===== DOCUMENT SECTION
The cryptocurrency market managed to regain traction in July and August after suffering sharp losses in May and June. Digital currencies lost momentum, as investors were worried about a possible crackdown from regulators. Moreover, top cryptos like Bitcoin saw the rug pulled out from under them, as Tesla moved to distance itself. It cited Bitcoin’s carbon emissions as the reason for this move. There are more coins than one can count in the fledgling crypto space, but Monero remains one of the most intriguing options. Today, I want to discuss whether investors should target Monero or Bitcoin in this environment. Let’s jump in.
Why Monero is still one of my favourite cryptocurrencies
Monero was initially launched in April 2014. The new crypto was hyped for its privacy-enhancing features. This digital currency uses ring signatures, “stealth addresses,” and zero-knowledge proofs so that observers are unable to identify trading addresses. Naturally, the same factors that have made Monero appealing have also made it a target among detractors. Regardless, its price has more than tripled in the year-over-year period.
In May, I’d discussed how Canadian investors could buy Monero. Canadians can use popular crypto exchanges like Binance. However, unlike Bitcoin and Ethereum, investors cannot seek exposure to Monero through an exchange-traded fund or a mutual fund. That also means that you will not be able to snatch it up in a registered account, so a capital gains tax will apply to any potential growth.
==========
===== INFORMATION SHOWN
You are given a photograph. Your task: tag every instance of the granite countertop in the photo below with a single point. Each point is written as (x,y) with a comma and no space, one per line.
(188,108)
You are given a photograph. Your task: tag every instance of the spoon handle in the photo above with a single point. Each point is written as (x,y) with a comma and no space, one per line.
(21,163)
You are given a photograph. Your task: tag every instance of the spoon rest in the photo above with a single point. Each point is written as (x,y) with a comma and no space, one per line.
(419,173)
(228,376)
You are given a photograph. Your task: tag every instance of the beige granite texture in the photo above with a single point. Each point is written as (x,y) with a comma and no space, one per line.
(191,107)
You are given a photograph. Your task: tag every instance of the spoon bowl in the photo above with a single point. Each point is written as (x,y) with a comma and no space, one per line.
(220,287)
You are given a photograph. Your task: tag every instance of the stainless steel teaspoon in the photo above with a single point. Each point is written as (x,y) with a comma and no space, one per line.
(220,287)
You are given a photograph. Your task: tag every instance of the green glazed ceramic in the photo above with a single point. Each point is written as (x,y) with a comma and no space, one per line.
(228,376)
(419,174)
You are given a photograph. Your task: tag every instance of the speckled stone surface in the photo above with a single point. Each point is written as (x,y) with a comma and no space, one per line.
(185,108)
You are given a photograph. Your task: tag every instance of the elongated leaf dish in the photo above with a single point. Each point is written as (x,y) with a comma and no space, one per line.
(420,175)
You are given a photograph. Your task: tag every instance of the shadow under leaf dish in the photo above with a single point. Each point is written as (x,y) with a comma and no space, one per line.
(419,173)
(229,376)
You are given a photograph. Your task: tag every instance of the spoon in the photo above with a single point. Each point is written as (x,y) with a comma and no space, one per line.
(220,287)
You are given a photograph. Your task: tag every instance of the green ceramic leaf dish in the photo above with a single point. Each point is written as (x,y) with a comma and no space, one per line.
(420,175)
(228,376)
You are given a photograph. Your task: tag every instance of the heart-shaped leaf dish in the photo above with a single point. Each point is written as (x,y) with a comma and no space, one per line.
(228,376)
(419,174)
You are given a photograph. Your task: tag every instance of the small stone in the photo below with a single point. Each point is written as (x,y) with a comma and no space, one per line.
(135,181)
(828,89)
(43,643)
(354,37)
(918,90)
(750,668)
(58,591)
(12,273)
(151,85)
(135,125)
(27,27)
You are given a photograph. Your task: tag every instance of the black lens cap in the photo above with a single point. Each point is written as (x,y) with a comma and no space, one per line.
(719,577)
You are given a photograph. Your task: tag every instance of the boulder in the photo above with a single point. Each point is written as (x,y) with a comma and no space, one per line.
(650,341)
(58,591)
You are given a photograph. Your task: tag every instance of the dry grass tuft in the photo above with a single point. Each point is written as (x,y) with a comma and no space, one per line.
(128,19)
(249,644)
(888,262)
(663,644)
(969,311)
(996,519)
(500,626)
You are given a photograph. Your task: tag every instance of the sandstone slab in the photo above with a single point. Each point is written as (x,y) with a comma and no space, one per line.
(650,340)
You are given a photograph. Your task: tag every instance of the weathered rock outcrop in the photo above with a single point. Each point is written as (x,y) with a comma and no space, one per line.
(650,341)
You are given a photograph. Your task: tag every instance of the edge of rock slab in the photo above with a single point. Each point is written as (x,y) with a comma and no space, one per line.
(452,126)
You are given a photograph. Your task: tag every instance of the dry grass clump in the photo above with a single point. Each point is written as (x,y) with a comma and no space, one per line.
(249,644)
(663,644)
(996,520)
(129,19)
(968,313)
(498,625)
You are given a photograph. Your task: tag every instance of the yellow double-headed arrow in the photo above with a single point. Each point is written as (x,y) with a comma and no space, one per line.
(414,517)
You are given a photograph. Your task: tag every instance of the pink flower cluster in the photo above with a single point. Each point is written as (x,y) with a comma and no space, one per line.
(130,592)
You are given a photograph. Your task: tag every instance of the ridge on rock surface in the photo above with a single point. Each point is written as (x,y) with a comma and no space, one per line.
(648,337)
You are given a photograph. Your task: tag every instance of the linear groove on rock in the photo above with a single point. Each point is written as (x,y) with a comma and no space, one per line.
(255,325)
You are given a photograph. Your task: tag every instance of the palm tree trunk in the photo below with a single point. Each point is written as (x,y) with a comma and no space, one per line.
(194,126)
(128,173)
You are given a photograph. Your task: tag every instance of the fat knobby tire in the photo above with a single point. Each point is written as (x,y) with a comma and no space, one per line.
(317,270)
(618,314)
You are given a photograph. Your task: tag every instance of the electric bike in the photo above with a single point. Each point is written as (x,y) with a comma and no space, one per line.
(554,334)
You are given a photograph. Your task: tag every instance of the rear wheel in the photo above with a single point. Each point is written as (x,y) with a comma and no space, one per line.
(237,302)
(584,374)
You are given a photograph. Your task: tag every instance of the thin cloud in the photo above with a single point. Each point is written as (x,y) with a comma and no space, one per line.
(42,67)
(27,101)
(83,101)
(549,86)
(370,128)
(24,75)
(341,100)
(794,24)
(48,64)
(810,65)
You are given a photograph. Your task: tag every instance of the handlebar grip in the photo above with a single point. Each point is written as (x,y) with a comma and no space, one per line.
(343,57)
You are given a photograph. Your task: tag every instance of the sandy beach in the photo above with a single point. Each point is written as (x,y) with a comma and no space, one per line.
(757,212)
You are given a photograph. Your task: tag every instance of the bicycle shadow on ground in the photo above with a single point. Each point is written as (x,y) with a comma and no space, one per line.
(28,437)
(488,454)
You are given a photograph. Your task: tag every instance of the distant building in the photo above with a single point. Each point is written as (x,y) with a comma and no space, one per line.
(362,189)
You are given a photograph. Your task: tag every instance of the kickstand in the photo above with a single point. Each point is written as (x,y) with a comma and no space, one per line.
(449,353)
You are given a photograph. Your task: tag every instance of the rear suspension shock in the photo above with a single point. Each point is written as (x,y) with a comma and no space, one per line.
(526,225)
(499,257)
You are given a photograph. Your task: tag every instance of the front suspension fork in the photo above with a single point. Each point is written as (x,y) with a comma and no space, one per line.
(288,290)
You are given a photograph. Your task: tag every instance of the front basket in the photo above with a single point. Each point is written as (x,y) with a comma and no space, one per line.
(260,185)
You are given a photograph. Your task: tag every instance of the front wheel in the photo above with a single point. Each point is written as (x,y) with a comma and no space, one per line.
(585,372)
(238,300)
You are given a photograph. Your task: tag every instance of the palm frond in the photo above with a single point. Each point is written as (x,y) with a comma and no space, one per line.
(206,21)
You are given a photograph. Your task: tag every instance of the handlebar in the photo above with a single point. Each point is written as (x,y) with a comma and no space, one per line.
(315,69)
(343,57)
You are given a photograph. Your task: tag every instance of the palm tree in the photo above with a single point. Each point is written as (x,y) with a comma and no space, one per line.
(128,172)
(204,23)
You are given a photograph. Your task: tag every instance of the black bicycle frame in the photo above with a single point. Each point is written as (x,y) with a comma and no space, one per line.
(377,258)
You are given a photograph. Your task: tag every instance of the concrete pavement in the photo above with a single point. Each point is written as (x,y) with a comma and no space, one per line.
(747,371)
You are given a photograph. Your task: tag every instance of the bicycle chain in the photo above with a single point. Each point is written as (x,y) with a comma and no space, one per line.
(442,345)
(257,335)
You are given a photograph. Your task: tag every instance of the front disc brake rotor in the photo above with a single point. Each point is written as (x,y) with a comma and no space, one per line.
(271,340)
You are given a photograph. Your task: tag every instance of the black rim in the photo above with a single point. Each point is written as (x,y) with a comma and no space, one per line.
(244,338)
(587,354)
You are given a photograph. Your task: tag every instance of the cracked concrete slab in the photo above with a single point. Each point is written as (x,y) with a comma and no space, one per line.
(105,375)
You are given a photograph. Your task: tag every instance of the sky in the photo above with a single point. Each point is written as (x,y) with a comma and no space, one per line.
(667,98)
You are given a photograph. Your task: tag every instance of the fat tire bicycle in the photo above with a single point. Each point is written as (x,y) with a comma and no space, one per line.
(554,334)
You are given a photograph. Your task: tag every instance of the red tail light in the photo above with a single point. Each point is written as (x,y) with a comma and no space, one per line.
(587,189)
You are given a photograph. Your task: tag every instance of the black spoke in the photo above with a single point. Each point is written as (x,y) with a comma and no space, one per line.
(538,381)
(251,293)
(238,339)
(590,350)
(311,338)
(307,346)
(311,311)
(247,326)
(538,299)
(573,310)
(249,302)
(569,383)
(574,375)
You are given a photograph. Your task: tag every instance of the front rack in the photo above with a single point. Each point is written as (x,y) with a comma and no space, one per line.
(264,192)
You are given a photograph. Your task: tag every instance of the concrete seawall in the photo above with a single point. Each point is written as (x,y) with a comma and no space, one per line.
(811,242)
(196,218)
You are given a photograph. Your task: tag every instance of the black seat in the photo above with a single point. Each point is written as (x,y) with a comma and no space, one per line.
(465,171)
==========
» **WORK TASK 1**: According to the article on Monero, when was Monero first launched?
» **WORK TASK 2**: Using the article on Monero, explain why a capital gains tax will apply to any growth Canadian investors see from holding Monero.

» **RESPONSE 1**: April 2014.

» **RESPONSE 2**: Unlike Bitcoin and Ethereum, Monero can't be held through an exchange-traded fund or a mutual fund, so investors can't buy it in a registered account. Any potential growth is therefore subject to capital gains tax.